TASK OBJECTIVE
Scale part of the records: begin at the line that has "target | woman with long dark hair" and stop after the last line of the records. Give every line in that range again, requests included, with each x and y coordinate in the answer points multiplied by 0.8 and rounded to a whole number, halves up.

┌─ MATERIAL PROVIDED

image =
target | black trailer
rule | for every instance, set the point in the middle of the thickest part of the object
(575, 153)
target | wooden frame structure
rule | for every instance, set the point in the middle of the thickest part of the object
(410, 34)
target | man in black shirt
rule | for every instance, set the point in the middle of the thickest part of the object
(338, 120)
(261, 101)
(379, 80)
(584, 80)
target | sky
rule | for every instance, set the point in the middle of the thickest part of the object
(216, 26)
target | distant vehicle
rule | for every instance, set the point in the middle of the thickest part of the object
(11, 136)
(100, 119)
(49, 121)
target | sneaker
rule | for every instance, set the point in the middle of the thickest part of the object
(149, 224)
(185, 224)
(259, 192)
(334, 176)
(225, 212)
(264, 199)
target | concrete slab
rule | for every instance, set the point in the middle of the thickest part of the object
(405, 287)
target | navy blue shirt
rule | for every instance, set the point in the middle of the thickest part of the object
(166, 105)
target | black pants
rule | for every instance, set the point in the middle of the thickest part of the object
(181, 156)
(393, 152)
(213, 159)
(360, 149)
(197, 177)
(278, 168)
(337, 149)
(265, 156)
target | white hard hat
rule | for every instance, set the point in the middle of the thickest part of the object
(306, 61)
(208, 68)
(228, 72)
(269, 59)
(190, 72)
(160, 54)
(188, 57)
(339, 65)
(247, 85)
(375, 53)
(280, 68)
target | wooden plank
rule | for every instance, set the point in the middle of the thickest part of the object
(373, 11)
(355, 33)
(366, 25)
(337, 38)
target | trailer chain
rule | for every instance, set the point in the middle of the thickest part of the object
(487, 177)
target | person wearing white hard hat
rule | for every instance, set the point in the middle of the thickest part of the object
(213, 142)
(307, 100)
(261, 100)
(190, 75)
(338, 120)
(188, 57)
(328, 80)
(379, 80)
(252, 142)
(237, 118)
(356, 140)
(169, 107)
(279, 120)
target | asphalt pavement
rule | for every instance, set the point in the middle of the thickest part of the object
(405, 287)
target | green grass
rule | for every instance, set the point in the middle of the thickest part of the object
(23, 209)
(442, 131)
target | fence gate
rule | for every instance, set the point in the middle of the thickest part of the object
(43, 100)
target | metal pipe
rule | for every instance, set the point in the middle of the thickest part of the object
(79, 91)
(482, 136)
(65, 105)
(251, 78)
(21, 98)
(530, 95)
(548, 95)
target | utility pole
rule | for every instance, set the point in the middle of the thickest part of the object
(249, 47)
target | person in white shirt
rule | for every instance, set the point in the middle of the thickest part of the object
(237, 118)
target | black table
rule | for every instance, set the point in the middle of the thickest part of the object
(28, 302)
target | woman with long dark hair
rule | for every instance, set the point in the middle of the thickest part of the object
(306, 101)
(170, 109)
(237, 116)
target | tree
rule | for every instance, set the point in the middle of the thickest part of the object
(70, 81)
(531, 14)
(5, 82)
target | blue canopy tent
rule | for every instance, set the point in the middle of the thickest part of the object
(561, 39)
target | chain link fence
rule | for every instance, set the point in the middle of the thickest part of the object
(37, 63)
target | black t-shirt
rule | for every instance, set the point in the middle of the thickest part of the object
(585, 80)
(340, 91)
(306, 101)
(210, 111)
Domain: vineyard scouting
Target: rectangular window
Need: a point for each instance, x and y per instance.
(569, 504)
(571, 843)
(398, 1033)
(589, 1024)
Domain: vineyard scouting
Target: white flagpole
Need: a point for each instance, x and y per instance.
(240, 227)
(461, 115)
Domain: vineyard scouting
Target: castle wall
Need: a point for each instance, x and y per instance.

└─

REPLY TO THE EXERCISE
target | woman with long dark hair
rule | for every instance, set the point in the middle of the thickest part of the object
(245, 81)
(136, 87)
(190, 93)
target | tree
rule | for every instance, set the point in the middle of the thickest part of the object
(56, 65)
(425, 11)
(4, 66)
target | blue canopy tent
rule | for every instance, set the point in the middle of the thickest part of the object
(449, 31)
target | chain link fence
rule | for every instance, set the point in the middle of the thickest part of the object
(30, 50)
target | black t-shirt
rule | for every instance, set the point in the middle of the thickest part of the object
(468, 64)
(272, 73)
(245, 81)
(168, 89)
Domain: vineyard scouting
Target: rectangular window
Need: a point for each instance, x and y per instance.
(455, 403)
(457, 674)
(318, 826)
(471, 819)
Domain: vineyard scouting
Target: white flagpole
Need: a point for each instance, x and y per instance.
(192, 182)
(369, 92)
Domain: vineyard scouting
Target: castle wall
Need: a point for each instance, x and y per instance.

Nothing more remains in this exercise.